Records contained in a dataset:
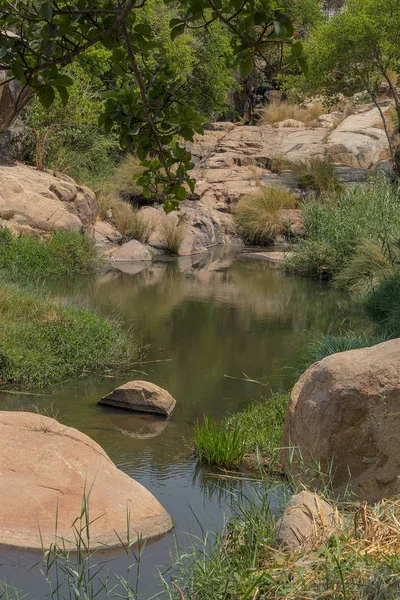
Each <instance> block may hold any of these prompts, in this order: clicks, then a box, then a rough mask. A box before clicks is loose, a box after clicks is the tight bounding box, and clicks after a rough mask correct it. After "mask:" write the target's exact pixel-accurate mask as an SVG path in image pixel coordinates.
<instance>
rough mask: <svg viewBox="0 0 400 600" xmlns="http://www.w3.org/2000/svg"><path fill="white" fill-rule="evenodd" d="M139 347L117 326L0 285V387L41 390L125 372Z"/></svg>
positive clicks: (98, 316)
mask: <svg viewBox="0 0 400 600" xmlns="http://www.w3.org/2000/svg"><path fill="white" fill-rule="evenodd" d="M137 355H138V345H137V344H136V343H135V340H134V339H132V336H131V335H130V334H129V333H126V332H124V331H123V329H122V328H121V325H120V323H119V322H117V321H115V320H111V319H106V318H104V317H102V316H100V315H98V314H96V313H94V312H90V311H87V310H82V309H77V308H71V307H61V306H59V305H58V304H56V303H54V302H51V301H50V300H48V299H47V298H43V297H41V296H39V294H38V293H37V292H35V291H27V290H24V289H20V288H19V287H17V286H16V285H12V284H5V283H4V282H0V385H2V386H3V387H4V386H6V387H9V386H12V387H18V388H22V389H35V388H43V387H44V386H47V385H50V384H55V383H58V382H61V381H64V380H66V379H69V378H73V377H78V376H81V375H84V374H88V373H104V372H106V371H107V370H108V369H124V368H127V367H128V366H129V365H130V364H131V363H132V362H133V361H134V360H136V357H137Z"/></svg>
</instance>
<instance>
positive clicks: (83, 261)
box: [0, 228, 96, 280]
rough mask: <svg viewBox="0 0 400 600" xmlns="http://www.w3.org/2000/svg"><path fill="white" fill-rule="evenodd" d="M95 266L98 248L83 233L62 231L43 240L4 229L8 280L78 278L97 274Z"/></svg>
mask: <svg viewBox="0 0 400 600" xmlns="http://www.w3.org/2000/svg"><path fill="white" fill-rule="evenodd" d="M95 266H96V250H95V248H94V245H93V243H92V242H91V241H90V240H89V239H88V238H87V237H85V236H83V235H81V234H80V233H76V232H73V231H59V232H56V233H54V234H53V235H52V236H51V237H50V238H49V239H47V240H44V241H42V240H40V239H37V238H33V237H30V236H27V235H23V234H21V235H19V236H14V235H13V234H12V233H11V232H10V230H9V229H6V228H0V270H1V271H3V273H5V274H7V277H8V278H14V279H22V280H25V279H31V278H32V277H38V278H39V277H48V278H64V277H76V276H78V275H89V274H91V273H93V272H94V270H95Z"/></svg>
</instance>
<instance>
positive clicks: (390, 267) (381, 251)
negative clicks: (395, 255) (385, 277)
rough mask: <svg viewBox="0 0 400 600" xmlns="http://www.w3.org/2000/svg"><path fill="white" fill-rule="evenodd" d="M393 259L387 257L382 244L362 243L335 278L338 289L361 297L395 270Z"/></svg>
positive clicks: (368, 240) (370, 240) (393, 271)
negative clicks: (349, 259) (339, 288)
mask: <svg viewBox="0 0 400 600" xmlns="http://www.w3.org/2000/svg"><path fill="white" fill-rule="evenodd" d="M394 259H395V257H390V256H388V254H387V252H385V249H384V248H383V247H382V244H379V243H377V242H375V241H373V240H367V241H365V242H362V243H361V244H360V246H359V247H358V248H357V250H356V251H355V254H354V255H353V256H352V257H351V258H350V260H349V262H348V263H347V264H346V265H345V267H344V268H343V269H342V271H340V273H339V274H338V275H337V276H336V277H335V282H336V284H337V286H338V287H340V288H342V289H344V290H346V291H348V292H349V293H350V294H352V295H356V296H362V295H363V294H365V293H367V292H369V291H370V290H371V289H372V288H374V287H375V286H376V285H377V284H378V283H379V282H380V281H381V279H382V277H384V276H389V275H390V274H393V272H394V270H396V266H395V262H394Z"/></svg>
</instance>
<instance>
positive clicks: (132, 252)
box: [109, 240, 153, 262]
mask: <svg viewBox="0 0 400 600" xmlns="http://www.w3.org/2000/svg"><path fill="white" fill-rule="evenodd" d="M109 259H110V262H134V261H137V260H139V261H149V260H153V255H152V253H151V252H150V250H149V249H148V248H146V246H145V245H144V244H142V243H141V242H138V240H130V241H129V242H126V243H125V244H122V246H120V247H119V248H116V249H115V250H114V251H113V252H112V253H111V254H109Z"/></svg>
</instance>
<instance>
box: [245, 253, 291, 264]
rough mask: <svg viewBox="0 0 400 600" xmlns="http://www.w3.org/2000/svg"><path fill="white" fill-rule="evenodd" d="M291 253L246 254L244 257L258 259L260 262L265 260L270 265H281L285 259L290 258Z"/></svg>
mask: <svg viewBox="0 0 400 600" xmlns="http://www.w3.org/2000/svg"><path fill="white" fill-rule="evenodd" d="M292 254H293V252H246V253H245V255H246V256H251V258H259V259H260V260H266V261H268V262H270V263H274V264H278V263H282V262H283V261H284V260H285V259H286V258H289V257H290V256H292Z"/></svg>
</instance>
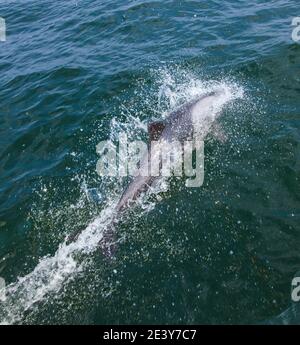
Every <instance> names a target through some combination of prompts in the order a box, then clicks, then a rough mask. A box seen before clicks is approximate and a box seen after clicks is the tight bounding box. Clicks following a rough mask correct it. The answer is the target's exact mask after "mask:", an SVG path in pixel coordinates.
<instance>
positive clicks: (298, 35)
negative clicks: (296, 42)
mask: <svg viewBox="0 0 300 345" xmlns="http://www.w3.org/2000/svg"><path fill="white" fill-rule="evenodd" d="M292 26H295V28H294V29H293V32H292V40H293V41H294V42H300V17H295V18H293V20H292Z"/></svg>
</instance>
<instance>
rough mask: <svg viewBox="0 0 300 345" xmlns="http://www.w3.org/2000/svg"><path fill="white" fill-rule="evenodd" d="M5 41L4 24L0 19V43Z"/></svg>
mask: <svg viewBox="0 0 300 345" xmlns="http://www.w3.org/2000/svg"><path fill="white" fill-rule="evenodd" d="M5 41H6V23H5V19H4V18H2V17H0V42H5Z"/></svg>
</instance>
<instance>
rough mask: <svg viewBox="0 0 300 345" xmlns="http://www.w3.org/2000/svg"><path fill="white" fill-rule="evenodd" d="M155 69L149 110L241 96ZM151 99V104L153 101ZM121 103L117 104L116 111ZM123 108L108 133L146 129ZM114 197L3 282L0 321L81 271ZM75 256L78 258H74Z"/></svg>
mask: <svg viewBox="0 0 300 345" xmlns="http://www.w3.org/2000/svg"><path fill="white" fill-rule="evenodd" d="M159 73H160V74H159V76H158V79H160V78H161V83H160V85H159V89H158V91H157V92H156V95H154V96H155V98H156V101H157V97H158V100H159V108H160V109H159V111H158V110H157V109H153V113H158V112H159V113H160V114H161V116H163V114H166V113H167V111H165V112H163V109H165V110H168V111H170V110H172V109H173V108H175V107H177V106H179V105H180V104H182V103H184V102H185V101H188V100H190V99H193V98H194V97H195V96H199V95H201V94H205V93H207V92H210V91H215V90H218V89H222V90H223V91H224V98H222V100H221V103H220V107H219V108H218V111H220V110H221V108H222V106H223V105H225V104H226V103H228V102H229V101H231V100H234V99H237V98H241V97H242V96H243V90H242V88H240V87H239V86H237V85H236V84H235V83H231V82H226V81H221V82H220V81H217V82H216V81H210V82H203V81H201V80H198V79H197V78H195V77H194V76H190V75H189V74H186V73H185V74H184V75H185V78H182V76H181V75H179V77H178V75H177V78H176V75H175V76H174V75H172V74H170V72H168V71H165V70H163V71H160V72H159ZM178 80H180V81H178ZM150 101H151V98H150ZM153 103H154V104H155V102H153ZM124 107H125V106H121V107H120V111H121V110H122V108H124ZM141 107H143V105H141ZM125 109H126V114H127V115H126V117H127V120H128V122H127V123H125V124H124V123H123V124H122V123H120V122H119V121H117V120H114V121H113V122H112V126H111V131H112V133H111V136H112V137H118V135H117V134H118V132H119V131H120V130H122V131H123V130H124V129H125V130H126V131H127V132H128V133H131V137H132V133H135V131H136V133H138V131H140V130H142V131H144V132H145V131H146V128H147V125H146V122H148V121H149V119H148V120H147V121H145V120H144V121H143V120H142V119H140V118H138V117H137V116H135V113H134V112H135V111H136V109H127V108H126V107H125ZM102 188H109V186H108V185H105V183H102ZM83 193H85V192H83ZM119 197H120V195H119ZM116 201H117V200H114V201H109V202H107V204H106V207H105V208H104V210H103V211H102V212H101V214H100V215H99V217H97V218H96V219H94V220H93V221H92V222H91V223H90V224H89V225H88V226H87V227H86V228H85V229H84V230H83V231H82V232H81V234H80V235H79V236H78V238H77V239H76V240H75V241H74V242H72V243H70V244H67V242H66V241H64V242H63V243H62V244H61V245H60V246H59V248H58V249H57V251H56V253H55V254H54V255H53V256H45V257H42V258H41V259H40V261H39V263H38V265H37V266H36V267H35V269H34V270H33V271H32V272H31V273H29V274H27V275H25V276H24V277H20V278H19V279H18V280H17V281H16V282H15V283H12V284H10V285H9V286H7V289H6V296H7V299H6V301H5V302H4V303H3V304H2V305H1V310H0V323H2V324H12V323H17V322H21V321H22V319H23V316H24V313H25V312H26V311H27V310H30V309H32V308H33V306H35V305H36V304H37V303H38V302H40V301H42V300H45V299H46V298H47V296H48V295H49V294H51V293H54V294H59V292H60V290H61V288H62V287H63V286H64V285H66V284H67V283H68V282H69V281H70V280H71V279H74V278H75V277H76V275H77V274H78V273H79V272H82V270H83V269H84V265H85V263H86V262H85V260H84V259H82V257H88V256H89V255H90V254H91V253H93V252H94V251H95V250H97V248H98V243H99V241H100V240H101V238H102V236H103V231H104V230H105V228H106V227H107V225H108V224H109V222H110V220H111V217H112V211H113V209H114V205H115V202H116ZM143 206H144V207H142V208H143V209H144V211H145V212H146V211H147V210H148V211H149V209H152V208H153V204H149V205H148V206H147V205H143ZM78 256H79V257H80V259H78Z"/></svg>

▶ WHAT THE TASK ASKS:
Copy out nothing but the lines from the beginning of the records through the one that contains "347L117 326L0 285V387L41". Skip the pictures.

▶ ANSWER AREA:
Each <instance> block may hold any of these prompts, in this order: clicks, then a box, then a rough mask. A box before clicks is loose, a box after clicks is the tight bounding box, and clicks after a rough mask correct it. After "mask:" write the target's exact pixel-accurate mask as an SVG path in image pixel coordinates.
<instance>
rough mask: <svg viewBox="0 0 400 600" xmlns="http://www.w3.org/2000/svg"><path fill="white" fill-rule="evenodd" d="M139 347L117 326L0 285V387L41 390L125 372Z"/></svg>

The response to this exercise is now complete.